*TASK DIRECTIONS:* Find each line of the material below that contains the string "chair", and copy those lines out in full.

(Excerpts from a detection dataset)
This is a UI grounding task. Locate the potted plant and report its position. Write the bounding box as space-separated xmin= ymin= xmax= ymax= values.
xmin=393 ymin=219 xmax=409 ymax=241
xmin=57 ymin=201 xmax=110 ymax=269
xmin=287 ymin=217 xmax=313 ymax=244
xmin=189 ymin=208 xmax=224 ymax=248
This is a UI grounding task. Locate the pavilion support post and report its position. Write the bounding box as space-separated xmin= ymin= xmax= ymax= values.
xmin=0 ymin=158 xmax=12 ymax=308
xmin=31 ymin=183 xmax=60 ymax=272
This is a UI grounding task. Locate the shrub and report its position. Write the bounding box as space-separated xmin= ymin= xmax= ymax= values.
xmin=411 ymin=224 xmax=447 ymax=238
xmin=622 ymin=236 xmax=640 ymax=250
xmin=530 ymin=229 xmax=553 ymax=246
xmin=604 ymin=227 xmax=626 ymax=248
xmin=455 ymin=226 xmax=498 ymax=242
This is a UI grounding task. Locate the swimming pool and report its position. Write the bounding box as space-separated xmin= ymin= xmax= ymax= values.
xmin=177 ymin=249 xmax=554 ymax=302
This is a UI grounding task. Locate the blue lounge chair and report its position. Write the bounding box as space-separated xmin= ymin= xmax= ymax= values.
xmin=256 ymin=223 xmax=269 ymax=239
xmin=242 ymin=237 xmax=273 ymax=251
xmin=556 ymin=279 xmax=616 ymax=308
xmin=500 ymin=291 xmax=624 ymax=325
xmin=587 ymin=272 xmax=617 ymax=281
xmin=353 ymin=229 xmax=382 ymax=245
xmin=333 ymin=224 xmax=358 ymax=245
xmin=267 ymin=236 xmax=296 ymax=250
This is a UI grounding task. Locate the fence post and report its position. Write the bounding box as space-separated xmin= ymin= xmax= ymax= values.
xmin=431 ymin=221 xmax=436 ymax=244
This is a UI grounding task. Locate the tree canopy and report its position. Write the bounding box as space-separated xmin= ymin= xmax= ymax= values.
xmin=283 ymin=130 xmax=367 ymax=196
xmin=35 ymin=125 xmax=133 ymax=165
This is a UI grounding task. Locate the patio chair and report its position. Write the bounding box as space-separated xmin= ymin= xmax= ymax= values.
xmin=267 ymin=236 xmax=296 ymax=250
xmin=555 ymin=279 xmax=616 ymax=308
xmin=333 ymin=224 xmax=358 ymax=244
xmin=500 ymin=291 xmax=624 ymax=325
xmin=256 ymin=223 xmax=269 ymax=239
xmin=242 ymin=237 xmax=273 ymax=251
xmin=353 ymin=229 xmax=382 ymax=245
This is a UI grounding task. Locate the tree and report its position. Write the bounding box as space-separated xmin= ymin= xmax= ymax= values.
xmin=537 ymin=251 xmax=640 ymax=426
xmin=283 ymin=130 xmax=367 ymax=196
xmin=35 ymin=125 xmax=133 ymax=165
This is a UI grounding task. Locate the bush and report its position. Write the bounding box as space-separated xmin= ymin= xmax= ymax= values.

*ANSWER FOR THE TASK:*
This is a UI grounding task. Locate the blue lounge chair and report its position. Write the bounding box as space-separated xmin= ymin= xmax= ymax= values.
This is a UI grounding task. Locate the patio chair and report its position. Write the bounding box as space-separated xmin= ymin= xmax= ymax= values.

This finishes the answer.